Start of Input data

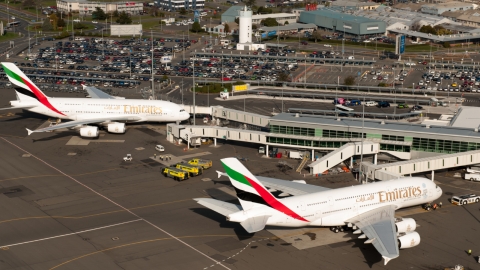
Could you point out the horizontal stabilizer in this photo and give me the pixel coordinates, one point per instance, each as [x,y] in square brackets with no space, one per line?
[220,207]
[255,224]
[18,107]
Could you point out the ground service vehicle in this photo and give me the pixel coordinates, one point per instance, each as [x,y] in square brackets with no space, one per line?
[472,176]
[464,199]
[204,163]
[295,155]
[175,173]
[383,104]
[191,169]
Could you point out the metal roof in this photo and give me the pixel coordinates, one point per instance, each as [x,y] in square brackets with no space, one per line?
[273,15]
[467,117]
[292,26]
[331,13]
[232,11]
[370,124]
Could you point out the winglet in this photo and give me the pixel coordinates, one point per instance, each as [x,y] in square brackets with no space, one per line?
[221,174]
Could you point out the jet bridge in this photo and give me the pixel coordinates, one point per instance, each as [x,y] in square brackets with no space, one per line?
[345,152]
[430,164]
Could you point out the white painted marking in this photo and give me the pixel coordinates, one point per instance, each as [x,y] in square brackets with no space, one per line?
[119,205]
[68,234]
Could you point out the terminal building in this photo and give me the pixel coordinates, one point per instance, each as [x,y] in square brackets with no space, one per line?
[85,7]
[173,5]
[343,22]
[326,141]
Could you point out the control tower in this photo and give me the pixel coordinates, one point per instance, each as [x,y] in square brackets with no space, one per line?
[246,33]
[245,21]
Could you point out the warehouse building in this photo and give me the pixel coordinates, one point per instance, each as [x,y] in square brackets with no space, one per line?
[173,5]
[438,9]
[343,22]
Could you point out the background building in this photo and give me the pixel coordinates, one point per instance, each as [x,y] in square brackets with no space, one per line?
[177,4]
[86,8]
[231,14]
[343,22]
[280,17]
[438,9]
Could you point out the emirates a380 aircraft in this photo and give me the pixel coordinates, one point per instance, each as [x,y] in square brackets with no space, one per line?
[369,207]
[104,110]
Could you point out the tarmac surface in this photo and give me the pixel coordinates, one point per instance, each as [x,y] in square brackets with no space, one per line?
[68,205]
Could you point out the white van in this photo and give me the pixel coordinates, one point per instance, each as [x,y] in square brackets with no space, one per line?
[224,95]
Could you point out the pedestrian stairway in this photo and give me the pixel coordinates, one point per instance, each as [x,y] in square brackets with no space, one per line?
[302,164]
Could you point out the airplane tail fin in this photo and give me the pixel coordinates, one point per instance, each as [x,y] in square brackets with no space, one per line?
[250,192]
[24,87]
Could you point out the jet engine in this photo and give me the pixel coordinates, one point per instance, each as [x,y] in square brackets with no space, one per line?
[408,240]
[405,225]
[90,132]
[116,128]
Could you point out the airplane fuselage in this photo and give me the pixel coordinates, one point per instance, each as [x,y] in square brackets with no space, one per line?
[88,108]
[334,207]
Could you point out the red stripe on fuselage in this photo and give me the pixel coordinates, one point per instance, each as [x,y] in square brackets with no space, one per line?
[273,202]
[41,97]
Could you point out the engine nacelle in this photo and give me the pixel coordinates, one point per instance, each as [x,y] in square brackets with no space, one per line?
[90,132]
[116,128]
[406,225]
[408,240]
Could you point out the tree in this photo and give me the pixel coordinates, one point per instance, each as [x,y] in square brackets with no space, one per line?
[316,35]
[249,3]
[283,76]
[349,80]
[29,3]
[269,22]
[99,14]
[196,27]
[124,18]
[61,23]
[226,29]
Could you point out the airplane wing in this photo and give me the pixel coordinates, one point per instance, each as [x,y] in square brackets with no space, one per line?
[85,122]
[293,188]
[379,226]
[97,93]
[19,107]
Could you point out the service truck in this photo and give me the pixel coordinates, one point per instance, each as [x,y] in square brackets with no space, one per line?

End of Input data

#### The task
Print each entry shown above with exact wording and no pictures.

#### Problem solution
Could you point out the horizontal stabilizer in this photo and give me the pixel coordinates, one point per instance, each as [x,y] in square brackets with no space, one per line?
[220,207]
[255,224]
[18,107]
Could you point out the ground service vehicle in this photo and give me the pixel coordinates, one point per instance, each as [x,y] in square brackets with no space, one per line?
[472,176]
[464,199]
[204,163]
[295,155]
[175,173]
[383,104]
[191,169]
Could you point out the metal roof in this photo and give me the pixel coordinates, one point per instance, each as [x,y] in square brackets with no space, one per line?
[273,15]
[467,117]
[292,26]
[331,13]
[232,11]
[370,124]
Could you point out the winglet in this photo and give me the pixel coordinates, one point per instance, each as [x,y] in square brackets with no space, one per line?
[221,174]
Could you point out the jet bridge in this photo and give me the pixel coordinates, one point per instance, each as [x,y] in square brackets with no space, one per line?
[345,152]
[430,164]
Could you point out the white painted marking in this photo and give me the pixel coordinates, one point per instance, each as [x,y] in square brackets with no space, one per line?
[119,205]
[68,234]
Could you point out the terminal building in this photo and give me the pixel coordinates, one point per instance, each as [x,y] in square brackets with no space, one per line?
[85,7]
[173,5]
[343,22]
[326,141]
Could you point out the control tower in this photo and give me the pixel coordinates, one point per instance, each as [x,y] in square brackets with no space, one per line?
[246,33]
[245,21]
Could you point out the warehouse building in this photo and give me the pixel coordinates, one point per instance, each as [x,y] in square brackets with no space, one per line?
[173,5]
[438,9]
[343,22]
Could you point out the background building in this photo and give me the pixel coordinates, one point per instance, each as [x,y] in square brackets with no space, one per line?
[177,4]
[86,8]
[231,14]
[343,22]
[280,17]
[438,9]
Could you point out the emirates a380 aircraft in this photo and give me the pixel coordinates, one point per instance, each as [x,y] in square brackets with no space, one per line?
[369,207]
[104,110]
Could you point out the tarmac surface in this photo and give me the pixel coordinates, one point per instance, each as [x,y] in square brackets with no space, one per line?
[68,205]
Could you point out the white van in this photo and give me the pixel coordinates, one point per instance, each as [x,y] in square brackets with no space, one per line?
[224,95]
Could you point out the pedestrian stairway in this photo and give me the pixel coordinates, one point per instance, each as [x,y] in square brackets with no space, one per line?
[302,164]
Could you point out the airplane tail fin in this photo and give me the pixel coordinates, one point per instance, each as [x,y] in square brackets with no space, one per line?
[250,192]
[24,87]
Could you point out the jet engine in this photo and give me the pixel coordinates, one point per instance, each as [x,y] in square brackets with no space, one per line?
[408,240]
[405,225]
[90,132]
[116,128]
Could you point out the airplane fuselage in this photo and give me the pixel coordinates, one point per instance, each as [x,y] in square brackets with no space, one per line?
[88,108]
[334,207]
Could you point out the red stripe on fuselage in this photo and give me the pixel coordinates, one point per instance, each as [x,y] in square brackets with no space, one per line?
[273,202]
[41,97]
Could you point out the engine nacelle in this photo and give me the pixel coordinates, one point per instance, each as [x,y] in square brackets with no space, one per line?
[90,132]
[116,128]
[406,225]
[408,240]
Could you point out the tree in this photo and give me the pixel coordinates, one point per instance, each as [x,y] in square brackets with no space, one per line?
[316,35]
[249,3]
[283,76]
[349,80]
[29,3]
[269,22]
[99,14]
[196,27]
[124,18]
[61,23]
[226,29]
Could you point out the airplane wing in this photo and give me the pixel coordinates, one point per instance, each as [x,y] in square brackets with no space, one per line?
[85,122]
[293,188]
[379,226]
[97,93]
[19,107]
Could you point out the service truck in this photo and give me the pixel coordinates, one point per instance, each as [x,y] in square brackets with no space, one per line?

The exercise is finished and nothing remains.